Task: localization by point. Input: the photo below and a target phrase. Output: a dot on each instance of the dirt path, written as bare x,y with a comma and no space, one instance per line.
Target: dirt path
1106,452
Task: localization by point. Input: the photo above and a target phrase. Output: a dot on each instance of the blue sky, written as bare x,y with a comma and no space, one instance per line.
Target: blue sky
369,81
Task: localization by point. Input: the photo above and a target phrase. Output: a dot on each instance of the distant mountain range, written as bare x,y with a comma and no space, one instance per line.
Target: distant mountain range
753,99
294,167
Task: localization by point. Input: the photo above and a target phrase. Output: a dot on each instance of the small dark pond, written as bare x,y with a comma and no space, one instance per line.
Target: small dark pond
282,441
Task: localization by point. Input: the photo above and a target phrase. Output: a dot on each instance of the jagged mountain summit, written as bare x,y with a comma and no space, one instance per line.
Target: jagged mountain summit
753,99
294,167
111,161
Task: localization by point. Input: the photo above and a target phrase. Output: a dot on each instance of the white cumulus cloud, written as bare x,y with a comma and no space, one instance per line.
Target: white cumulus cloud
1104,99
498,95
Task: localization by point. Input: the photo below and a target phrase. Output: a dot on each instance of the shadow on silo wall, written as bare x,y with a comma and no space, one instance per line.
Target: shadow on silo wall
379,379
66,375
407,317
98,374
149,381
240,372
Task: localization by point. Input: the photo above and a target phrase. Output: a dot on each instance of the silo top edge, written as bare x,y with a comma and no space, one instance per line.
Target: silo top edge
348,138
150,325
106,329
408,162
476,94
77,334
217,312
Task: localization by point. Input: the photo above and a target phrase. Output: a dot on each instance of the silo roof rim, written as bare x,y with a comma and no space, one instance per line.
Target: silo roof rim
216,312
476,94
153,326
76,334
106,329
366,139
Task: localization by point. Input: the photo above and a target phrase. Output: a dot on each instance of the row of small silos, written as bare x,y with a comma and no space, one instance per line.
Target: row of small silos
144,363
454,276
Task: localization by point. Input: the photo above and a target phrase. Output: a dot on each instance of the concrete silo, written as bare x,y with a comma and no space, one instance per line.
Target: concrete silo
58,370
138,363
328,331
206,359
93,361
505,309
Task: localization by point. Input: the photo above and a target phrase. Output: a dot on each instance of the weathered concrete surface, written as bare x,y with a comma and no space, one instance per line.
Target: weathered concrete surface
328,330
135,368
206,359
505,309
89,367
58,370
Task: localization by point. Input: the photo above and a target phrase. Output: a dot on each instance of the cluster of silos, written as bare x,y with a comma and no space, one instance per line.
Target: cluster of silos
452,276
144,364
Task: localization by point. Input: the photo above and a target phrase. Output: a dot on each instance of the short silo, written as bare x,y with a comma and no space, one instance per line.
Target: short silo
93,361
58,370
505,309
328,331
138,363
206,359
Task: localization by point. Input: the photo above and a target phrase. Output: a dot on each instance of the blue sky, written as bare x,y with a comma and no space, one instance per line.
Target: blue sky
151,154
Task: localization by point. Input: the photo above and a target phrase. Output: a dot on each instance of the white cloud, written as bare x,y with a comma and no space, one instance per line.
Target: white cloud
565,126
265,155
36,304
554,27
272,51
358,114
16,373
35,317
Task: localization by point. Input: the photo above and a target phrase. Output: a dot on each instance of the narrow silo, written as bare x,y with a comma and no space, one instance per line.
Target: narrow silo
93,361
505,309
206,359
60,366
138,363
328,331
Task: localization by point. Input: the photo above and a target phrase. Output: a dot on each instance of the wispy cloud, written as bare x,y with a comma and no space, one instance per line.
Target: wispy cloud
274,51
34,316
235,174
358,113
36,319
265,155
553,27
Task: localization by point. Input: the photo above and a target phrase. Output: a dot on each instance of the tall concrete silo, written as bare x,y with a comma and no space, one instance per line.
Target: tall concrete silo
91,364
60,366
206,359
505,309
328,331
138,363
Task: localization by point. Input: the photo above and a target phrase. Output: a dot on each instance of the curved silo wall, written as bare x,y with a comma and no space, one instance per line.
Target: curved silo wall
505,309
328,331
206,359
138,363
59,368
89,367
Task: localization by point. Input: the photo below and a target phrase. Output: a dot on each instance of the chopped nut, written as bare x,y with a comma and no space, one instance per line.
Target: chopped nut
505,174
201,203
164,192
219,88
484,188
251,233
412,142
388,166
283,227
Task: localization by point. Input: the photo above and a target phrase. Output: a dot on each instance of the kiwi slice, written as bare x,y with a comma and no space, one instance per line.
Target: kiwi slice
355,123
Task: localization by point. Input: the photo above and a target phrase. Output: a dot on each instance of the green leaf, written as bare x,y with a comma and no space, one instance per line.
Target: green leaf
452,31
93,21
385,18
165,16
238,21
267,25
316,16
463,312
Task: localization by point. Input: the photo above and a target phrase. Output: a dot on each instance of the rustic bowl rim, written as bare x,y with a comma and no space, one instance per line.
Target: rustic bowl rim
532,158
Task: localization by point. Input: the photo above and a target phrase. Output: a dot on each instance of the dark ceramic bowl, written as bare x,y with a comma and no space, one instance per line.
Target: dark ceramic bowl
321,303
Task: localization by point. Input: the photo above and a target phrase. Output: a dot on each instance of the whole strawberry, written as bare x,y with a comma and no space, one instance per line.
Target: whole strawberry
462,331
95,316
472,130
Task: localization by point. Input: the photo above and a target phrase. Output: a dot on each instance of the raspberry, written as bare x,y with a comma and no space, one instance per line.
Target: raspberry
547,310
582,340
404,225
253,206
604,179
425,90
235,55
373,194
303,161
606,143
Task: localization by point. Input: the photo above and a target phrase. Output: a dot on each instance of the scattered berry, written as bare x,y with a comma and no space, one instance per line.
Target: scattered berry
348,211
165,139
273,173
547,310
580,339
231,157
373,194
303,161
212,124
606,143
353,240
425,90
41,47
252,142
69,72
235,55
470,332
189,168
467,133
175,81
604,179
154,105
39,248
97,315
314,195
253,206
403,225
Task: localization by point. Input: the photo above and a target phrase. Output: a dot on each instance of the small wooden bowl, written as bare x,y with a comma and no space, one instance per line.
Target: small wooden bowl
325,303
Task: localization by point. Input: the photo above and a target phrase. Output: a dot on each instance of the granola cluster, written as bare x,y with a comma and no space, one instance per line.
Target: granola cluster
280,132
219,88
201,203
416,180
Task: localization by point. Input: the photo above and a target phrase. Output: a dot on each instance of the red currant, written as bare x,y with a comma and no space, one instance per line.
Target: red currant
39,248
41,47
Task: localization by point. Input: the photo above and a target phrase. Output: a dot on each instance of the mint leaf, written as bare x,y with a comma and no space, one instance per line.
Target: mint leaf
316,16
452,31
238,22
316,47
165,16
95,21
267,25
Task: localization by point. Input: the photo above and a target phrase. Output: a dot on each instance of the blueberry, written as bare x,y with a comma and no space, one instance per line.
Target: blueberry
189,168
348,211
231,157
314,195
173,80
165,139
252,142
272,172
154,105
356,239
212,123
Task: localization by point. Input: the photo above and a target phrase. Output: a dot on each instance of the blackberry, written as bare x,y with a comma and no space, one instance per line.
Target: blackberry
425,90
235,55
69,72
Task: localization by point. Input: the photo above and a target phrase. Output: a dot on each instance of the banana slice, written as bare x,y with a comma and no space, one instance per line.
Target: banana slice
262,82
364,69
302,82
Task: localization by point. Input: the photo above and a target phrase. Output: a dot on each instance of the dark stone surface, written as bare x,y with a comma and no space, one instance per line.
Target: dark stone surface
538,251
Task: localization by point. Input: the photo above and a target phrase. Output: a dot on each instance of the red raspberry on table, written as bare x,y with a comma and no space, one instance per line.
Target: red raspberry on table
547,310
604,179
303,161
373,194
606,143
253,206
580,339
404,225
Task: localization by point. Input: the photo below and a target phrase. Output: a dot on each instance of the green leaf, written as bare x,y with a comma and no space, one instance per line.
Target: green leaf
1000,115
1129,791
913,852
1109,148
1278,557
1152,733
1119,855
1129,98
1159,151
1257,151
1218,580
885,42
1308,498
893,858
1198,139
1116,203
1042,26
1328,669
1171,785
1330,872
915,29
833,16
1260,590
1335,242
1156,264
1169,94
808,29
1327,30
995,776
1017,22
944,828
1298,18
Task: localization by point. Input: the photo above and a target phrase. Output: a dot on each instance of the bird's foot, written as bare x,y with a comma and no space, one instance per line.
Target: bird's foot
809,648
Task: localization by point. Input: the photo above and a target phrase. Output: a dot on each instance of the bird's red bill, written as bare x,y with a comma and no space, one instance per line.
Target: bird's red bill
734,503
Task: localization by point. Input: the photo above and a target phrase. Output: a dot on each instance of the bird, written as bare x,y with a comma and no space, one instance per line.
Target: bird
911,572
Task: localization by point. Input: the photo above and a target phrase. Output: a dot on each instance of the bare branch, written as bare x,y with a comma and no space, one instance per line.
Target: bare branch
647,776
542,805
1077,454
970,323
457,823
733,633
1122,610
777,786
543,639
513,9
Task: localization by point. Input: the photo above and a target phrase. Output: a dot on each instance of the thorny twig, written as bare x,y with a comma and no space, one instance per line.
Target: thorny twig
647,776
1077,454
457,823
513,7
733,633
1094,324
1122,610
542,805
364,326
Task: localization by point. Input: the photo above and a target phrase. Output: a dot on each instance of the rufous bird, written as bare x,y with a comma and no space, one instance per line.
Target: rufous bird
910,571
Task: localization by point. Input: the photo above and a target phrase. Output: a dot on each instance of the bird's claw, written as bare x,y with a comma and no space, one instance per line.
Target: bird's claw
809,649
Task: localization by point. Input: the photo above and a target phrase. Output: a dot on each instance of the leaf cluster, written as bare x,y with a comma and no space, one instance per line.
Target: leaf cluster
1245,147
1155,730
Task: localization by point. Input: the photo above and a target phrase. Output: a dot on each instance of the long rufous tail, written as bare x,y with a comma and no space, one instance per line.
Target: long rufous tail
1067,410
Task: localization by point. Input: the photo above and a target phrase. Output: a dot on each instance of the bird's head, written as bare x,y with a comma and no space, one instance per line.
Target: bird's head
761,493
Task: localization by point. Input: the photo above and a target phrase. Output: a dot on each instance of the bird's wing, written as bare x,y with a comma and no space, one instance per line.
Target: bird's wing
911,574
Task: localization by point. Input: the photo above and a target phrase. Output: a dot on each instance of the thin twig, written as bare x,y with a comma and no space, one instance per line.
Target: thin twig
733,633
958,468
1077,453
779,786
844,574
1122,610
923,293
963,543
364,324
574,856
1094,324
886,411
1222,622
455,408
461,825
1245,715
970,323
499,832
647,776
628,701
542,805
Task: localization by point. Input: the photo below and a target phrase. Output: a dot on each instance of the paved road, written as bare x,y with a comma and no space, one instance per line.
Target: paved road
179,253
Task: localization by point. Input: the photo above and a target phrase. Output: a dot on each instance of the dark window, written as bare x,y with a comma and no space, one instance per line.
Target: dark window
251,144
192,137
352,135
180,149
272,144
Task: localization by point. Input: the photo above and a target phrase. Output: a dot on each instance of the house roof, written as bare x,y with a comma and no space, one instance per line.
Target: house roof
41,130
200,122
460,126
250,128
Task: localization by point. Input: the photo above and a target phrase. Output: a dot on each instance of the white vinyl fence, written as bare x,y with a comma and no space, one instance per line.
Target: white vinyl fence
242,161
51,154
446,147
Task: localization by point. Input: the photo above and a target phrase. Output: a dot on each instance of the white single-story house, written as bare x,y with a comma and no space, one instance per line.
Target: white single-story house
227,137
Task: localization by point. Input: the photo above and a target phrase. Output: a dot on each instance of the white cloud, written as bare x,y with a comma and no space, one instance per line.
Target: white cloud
******************************
» What to work on
Please filter the data down to the lines containing the word "below".

» Written solution
Task: localization by point. Input: the photo below and a target phrase. Output: a dot on each instance of the dirt path, written as bare x,y with a comma and no space, one instance per line.
Task: localization by point. Input: the photo below and a target phrase. Output: a dot on each instance of the shadow on silo wall, written as bare x,y with a comma and no space, one instance per line.
Task: localization by point. Input: the photo below and a target phrase. Output: a dot on each instance of the chopped nut, written as bare x,y with a comma and no space, one instance per line.
Task: localization by point. Input: the photo below and a target phrase. Output: a dot on each instance of the green leaf, written as bare x,y with a comma and no space, one instance per line.
Task: localization by point. Input: the photo below and a target phrase. Output: a dot on each instance of the paved road, written as bare x,y with a comma and no space, one instance per line.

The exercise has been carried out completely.